START DATA SECTION
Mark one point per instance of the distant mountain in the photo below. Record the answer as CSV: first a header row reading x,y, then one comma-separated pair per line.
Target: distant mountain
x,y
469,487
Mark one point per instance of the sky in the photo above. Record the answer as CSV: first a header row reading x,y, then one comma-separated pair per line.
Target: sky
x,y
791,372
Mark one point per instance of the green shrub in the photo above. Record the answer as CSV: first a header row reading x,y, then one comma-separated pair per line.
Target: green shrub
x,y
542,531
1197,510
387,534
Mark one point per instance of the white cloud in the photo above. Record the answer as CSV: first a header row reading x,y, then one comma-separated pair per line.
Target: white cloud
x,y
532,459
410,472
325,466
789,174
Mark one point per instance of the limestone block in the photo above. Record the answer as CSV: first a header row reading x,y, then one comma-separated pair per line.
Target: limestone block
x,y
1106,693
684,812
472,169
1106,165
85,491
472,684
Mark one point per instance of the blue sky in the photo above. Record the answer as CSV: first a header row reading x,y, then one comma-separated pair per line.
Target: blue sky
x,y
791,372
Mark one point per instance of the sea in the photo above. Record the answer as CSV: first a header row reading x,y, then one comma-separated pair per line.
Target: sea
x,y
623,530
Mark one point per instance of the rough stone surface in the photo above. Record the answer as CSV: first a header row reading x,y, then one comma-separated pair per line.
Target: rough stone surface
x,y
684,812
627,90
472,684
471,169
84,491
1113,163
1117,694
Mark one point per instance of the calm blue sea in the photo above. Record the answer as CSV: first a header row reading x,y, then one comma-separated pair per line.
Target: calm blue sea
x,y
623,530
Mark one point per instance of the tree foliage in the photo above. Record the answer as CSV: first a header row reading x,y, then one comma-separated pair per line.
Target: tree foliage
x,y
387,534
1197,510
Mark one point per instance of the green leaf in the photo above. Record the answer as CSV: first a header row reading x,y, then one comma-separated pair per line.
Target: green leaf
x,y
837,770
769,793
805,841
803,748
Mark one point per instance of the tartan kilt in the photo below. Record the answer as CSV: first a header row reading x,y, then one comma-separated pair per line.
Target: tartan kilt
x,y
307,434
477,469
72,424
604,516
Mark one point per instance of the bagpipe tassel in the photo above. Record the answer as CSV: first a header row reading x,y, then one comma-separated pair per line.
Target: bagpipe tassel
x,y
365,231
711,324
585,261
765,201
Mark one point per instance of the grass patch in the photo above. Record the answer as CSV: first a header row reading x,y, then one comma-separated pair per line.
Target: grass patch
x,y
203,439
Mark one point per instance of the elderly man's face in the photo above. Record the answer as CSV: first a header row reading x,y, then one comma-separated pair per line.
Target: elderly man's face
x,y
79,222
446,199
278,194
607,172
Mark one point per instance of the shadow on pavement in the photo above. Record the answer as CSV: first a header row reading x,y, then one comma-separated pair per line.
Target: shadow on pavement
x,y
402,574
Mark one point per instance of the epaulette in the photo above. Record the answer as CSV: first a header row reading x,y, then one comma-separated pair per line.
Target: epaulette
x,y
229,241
END DATA SECTION
Which lines run from the one containing "Mark one point per instance of the bagpipe" to the end of the entries above? Quote exactly those, and only those.

Mark one point per instance of the bagpipe tassel in the photo above. Record the answer as CSV: first a header row reading x,y, then one comma-separated pair per line.
Target: bagpipe tassel
x,y
365,231
711,324
585,261
765,201
Mark one point per instance of the grass patch in the photo above. Record the answer as CSV: first a header row reading x,y, then one comma-separated pair per line.
Target: grass patch
x,y
203,439
Mark one point per instance of the elderly man's face in the photo above. Record the answer as CSV: first a header row reading x,y, then one comma-separated pair per line.
Target: elderly man's face
x,y
79,222
446,199
278,194
607,172
Mark one point per instance of the shadow on pavement in the photo above. Record the answer as CSV: first a header row reading x,y, then one comma-separated pair per line.
Target: shadow on pavement
x,y
402,574
Mark one point per instance of the epaulette in the photo above. Record the answer as CSV: first a header row reading x,y, then one comma-separated pair per line.
Target: epaulette
x,y
229,241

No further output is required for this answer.